-------- Extract provided --------
The present invention is not limited to the aforementioned embodiments, and includes various modification examples. For example, the aforementioned embodiments are described in detail in order to facilitate easy understanding of the present invention, and are not limited to necessarily include all the components. Some of the components of a certain embodiment can be substituted into the components of another embodiment, and the components of another embodiment can be added to the component of a certain embodiment. In addition, the components of another embodiment can be added, removed, and substituted to, from, and into some of the components of the aforementioned embodiments.

REFERENCE SIGNS LIST

• 100 fuel injection device
• 154 control device
• 205 intake valve
• 205a intake valve opening surface center
• 208 combustion chamber
• 211 exhaust valve
• 211a exhaust valve opening surface center
• 220 cylinder
• 230 directly above cylinder 220
• 502 horizontal line
• 621A,621B first spray pair
• 621C,621D third spray pair
• 622A,622B second spray pair
• 622C,622D fourth spray pair
• 641 inside of two exhaust valve opening surface centers 211a
• 642 inside of two intake valve opening surface centers 205a
• 801 first injection hole group
• 801A,801B first injection hole pair
• 801C,801 third injection hole pair
• 802 second injection hole group
• 802A,802B second injection hole pair,
• 802C,802D fourth injection hole pair
• Δθ1 included angle formed by spray center axes of second spray pair of 622A and 622B
• Δθ4 included angle formed by spray center axes of third spray pair of 621C and 621D
• Δθ5 included angle formed by spray center axes of first spray pair of 801A and 801B

Claims

1. A fuel injection device having a plurality of injection holes, the fuel injection device comprising:

a first injection hole group that is directed in a direction on an exhaust valve side with respect to an intake valve side; and

a second injection hole group that is directed in a direction on the intake valve side with respect to the exhaust valve side,

wherein a flow rate of the second injection hole group is larger than a flow rate of the first injection hole group.

2. A fuel injection device having a plurality of injection holes, the fuel injection device comprising:

a first injection hole group that is directed in a direction on an exhaust valve side with respect to an intake valve side; and

a second injection hole group that is directed in a direction on the intake valve side with respect to the exhaust valve side,

wherein a total cross-sectional area of injection hole outlet surfaces of the second injection hole group is larger than a total cross-sectional area of injection hole outlet surfaces of the first injection hole group.
--------
What you need to do >> From the reference signs list in the fuel injection patent extract, name every spray pair along with its reference signs.
-------- Excerpted data --------
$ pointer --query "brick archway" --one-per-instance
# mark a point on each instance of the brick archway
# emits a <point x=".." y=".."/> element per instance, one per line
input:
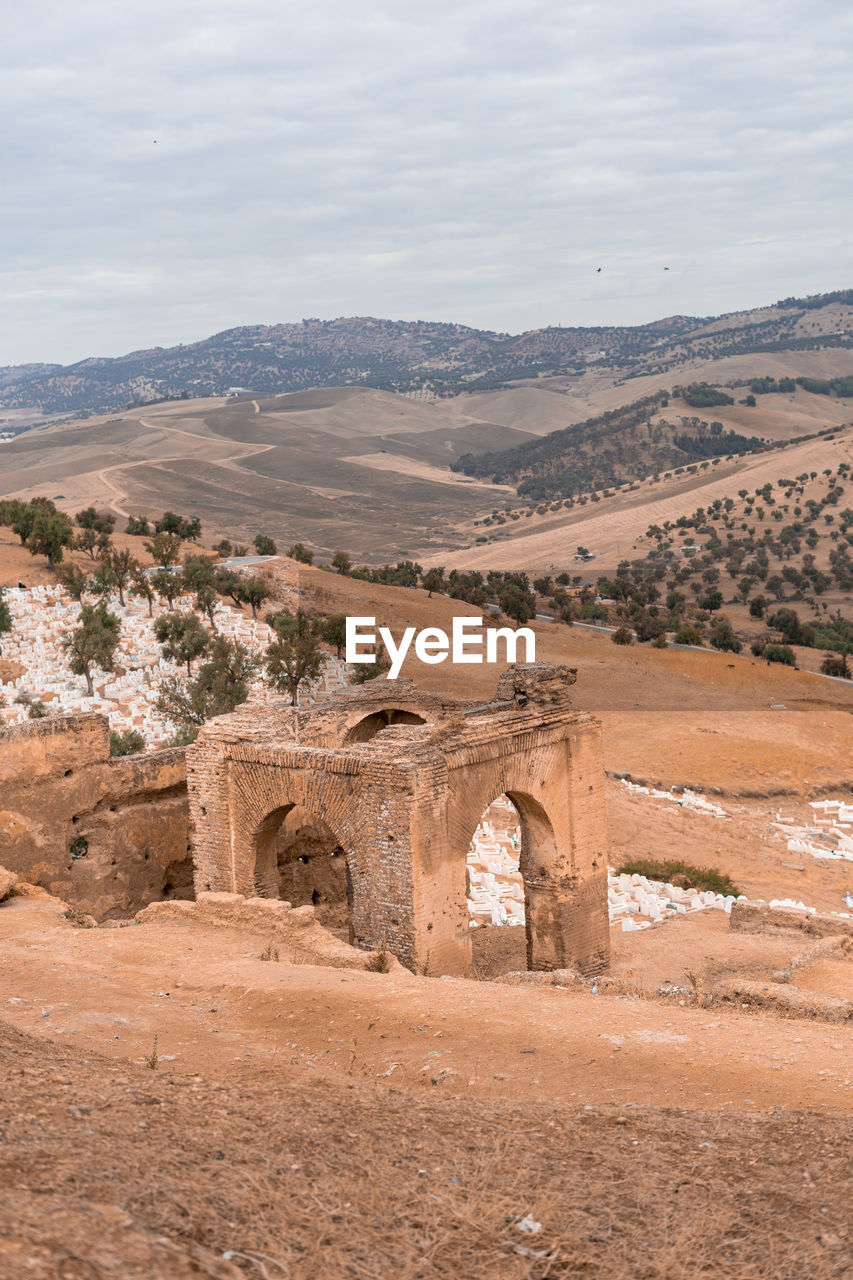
<point x="406" y="803"/>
--------
Exercise response >>
- First spray pair: 621A, 621B
- Second spray pair: 622A, 622B
- Third spray pair: 621C, 621D
- Fourth spray pair: 622C, 622D